**WRITTEN TASK A:** Write out the listing below line for line, from the line with "find the window" up to and including the line with "229,211,265,231".

--- START OF TEXT PROVIDED ---

So yea on authenticity and access control, nay on transmitting ciphertext.

------
philpem
I love the concept - I've been working on something similar myself using an
MMDVM (with custom programming) and a pair of Icom mobile transceivers.

My only comments from reading the protocol spec -- and I need to emphasize,
this is one British ham's opinion and is worth precisely what you paid for it,
i.e. nowt :)

\- Data whitening is a great addition. Too few ham protocols use this, and as
a result it's a pain to find suitable transceivers (other than ham-spec ones)
for them on the used market.

\- Forward error correction scheme looks a bit weak. Nice compared to most ham
protocols though (which sometimes just have a CRC). The main thing is, if you
get a burst error which straddles two blocks, you lose block N's CRC and block
N+1's first few data bytes -- which would be uncorrectable.

\- It'd be nice to see some narrowband modes, maybe 8Kbps in a 12k5 narrow
channel or 16Kbps in a 25kHz channel. With 45kHz deviation 360kbps 4GMSK (Mode
22), you're looking at 270kHz bandwidth. That's pretty darn wide! So wide, in
fact, it wouldn't be reasonably usable in the UK if you wanted to adhere to
the RSGB Bandplan.

I think it should be possible to get some pretty big improvements in error
correction by using a better error-correction code (POCSAG's (31,21)BCH code
would be a good starting point) and employing bitwise interleaving.

The idea is -- you'd add the error correction first, then interleave the bits.

--- END OF TEXT PROVIDED ---
--- START OF ENTRIES ---

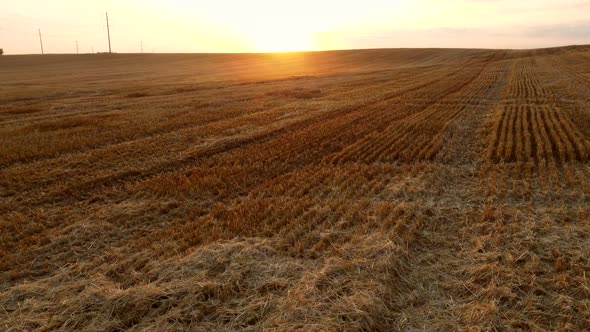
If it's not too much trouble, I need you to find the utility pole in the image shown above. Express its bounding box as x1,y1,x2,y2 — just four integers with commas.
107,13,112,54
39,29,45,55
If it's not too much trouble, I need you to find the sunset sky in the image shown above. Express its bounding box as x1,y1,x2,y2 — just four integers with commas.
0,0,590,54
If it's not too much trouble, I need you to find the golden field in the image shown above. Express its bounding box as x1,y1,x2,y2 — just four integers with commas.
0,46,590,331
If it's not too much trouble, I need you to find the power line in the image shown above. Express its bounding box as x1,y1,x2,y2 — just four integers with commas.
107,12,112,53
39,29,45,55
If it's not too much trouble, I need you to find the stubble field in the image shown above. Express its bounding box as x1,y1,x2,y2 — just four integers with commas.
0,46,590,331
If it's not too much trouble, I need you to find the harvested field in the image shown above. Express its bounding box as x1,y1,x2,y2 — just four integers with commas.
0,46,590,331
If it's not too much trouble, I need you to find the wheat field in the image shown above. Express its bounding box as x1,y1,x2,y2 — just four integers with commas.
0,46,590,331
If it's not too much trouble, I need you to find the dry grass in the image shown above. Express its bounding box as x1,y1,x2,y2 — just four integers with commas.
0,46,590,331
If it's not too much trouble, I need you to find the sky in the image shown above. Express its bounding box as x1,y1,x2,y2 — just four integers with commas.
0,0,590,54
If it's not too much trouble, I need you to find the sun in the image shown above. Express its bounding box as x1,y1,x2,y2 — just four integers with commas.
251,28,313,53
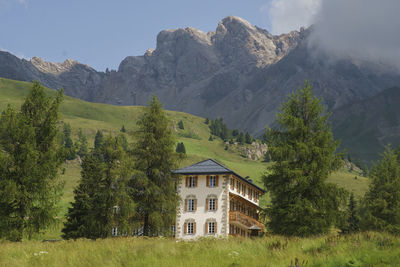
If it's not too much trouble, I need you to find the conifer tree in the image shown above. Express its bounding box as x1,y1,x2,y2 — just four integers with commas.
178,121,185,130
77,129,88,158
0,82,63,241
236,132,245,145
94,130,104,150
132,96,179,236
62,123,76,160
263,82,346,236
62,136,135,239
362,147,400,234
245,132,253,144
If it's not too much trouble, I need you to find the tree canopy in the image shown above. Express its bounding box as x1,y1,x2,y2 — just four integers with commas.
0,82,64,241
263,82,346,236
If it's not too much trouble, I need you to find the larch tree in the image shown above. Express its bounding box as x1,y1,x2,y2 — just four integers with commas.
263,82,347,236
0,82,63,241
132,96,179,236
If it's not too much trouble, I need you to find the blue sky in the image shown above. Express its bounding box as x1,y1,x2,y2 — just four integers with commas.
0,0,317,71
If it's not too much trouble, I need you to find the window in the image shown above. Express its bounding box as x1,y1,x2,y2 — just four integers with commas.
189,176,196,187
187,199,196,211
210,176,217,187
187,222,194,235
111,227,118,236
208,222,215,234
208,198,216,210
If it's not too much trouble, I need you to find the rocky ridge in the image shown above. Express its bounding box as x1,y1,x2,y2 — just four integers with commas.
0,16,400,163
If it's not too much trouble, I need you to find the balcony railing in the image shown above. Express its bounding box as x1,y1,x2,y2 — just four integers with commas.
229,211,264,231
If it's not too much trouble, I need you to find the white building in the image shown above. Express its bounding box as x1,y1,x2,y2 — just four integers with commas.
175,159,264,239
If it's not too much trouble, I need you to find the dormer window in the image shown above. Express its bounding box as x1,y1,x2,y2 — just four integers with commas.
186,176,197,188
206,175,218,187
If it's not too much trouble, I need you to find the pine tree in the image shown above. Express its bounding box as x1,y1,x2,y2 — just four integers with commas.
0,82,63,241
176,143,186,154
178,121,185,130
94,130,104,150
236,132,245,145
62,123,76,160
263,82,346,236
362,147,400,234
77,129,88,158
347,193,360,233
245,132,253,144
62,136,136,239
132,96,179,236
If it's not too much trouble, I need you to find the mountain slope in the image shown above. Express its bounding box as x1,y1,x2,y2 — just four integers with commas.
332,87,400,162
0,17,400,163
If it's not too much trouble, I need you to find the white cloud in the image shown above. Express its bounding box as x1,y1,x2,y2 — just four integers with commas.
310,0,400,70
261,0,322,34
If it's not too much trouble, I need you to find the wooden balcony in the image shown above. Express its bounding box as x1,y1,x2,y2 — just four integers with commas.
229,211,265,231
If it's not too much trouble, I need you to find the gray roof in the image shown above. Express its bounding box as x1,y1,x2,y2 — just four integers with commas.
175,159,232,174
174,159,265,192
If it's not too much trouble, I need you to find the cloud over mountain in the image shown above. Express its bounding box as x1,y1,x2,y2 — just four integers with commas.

--- END OF ENTRIES ---

**WRITTEN TASK B:** Rewrite the forum thread on the ham radio protocol from "I think it should" up to and including "employing bitwise interleaving.", putting "baseline" in place of "starting point".

**EXPECTED OUTPUT A:**
If it's not too much trouble, I need you to find the window in the image shown above. Express its bounding box as x1,y1,x2,y2 — just four integers with commas.
189,176,196,187
187,199,196,211
210,176,217,187
187,222,194,235
111,227,118,236
208,222,215,234
208,198,216,210
If it's not too much trouble, I need you to find the rocky ridge in the image shown above. Express its bounding box as x1,y1,x2,y2 — just four integers with commas.
0,16,400,163
If it's not too much trouble, I need you to find the balcony railing in the image shown above. Express its bounding box as x1,y1,x2,y2 — just four integers with commas.
229,211,264,231
If it's not too much trouble, I need you to find the white building in the image shown above. Express its bounding box as x1,y1,x2,y2 — just four integers with commas.
175,159,264,239
If it's not too much trouble, I need you to find the dormer window in the image shown above. Express its bounding box as x1,y1,x2,y2 — just four integers with commas.
186,176,197,188
206,175,218,187
If it's not too much trouble, I need you to find the pine tree in the image shown above. Express its bounding box as x1,y1,x2,y2 — just four integers with commas.
0,82,63,241
176,143,186,154
178,121,185,130
94,130,104,150
236,132,245,145
62,123,76,160
263,82,346,236
362,147,400,234
77,129,88,158
347,193,360,233
245,132,253,144
62,136,136,239
132,96,179,236
If it's not too much trouble, I need you to find the mountain slope in the image shown above. Express its bounding box as x1,y1,x2,y2 — just four integers with commas.
332,87,400,162
0,17,400,163
If it's not too much trouble, I need you to find the white cloud in the image shown above. Express its bounding box as x1,y1,x2,y2 — just four integers with commas.
310,0,400,70
261,0,322,34
If it's not too much trouble, I need you to find the wooden balcony in the image shown above. Express its bounding box as x1,y1,x2,y2 — just four integers with commas.
229,211,265,231

**EXPECTED OUTPUT B:**
I think it should be possible to get some pretty big improvements in error
correction by using a better error-correction code (POCSAG's (31,21)BCH code
would be a good baseline) and employing bitwise interleaving.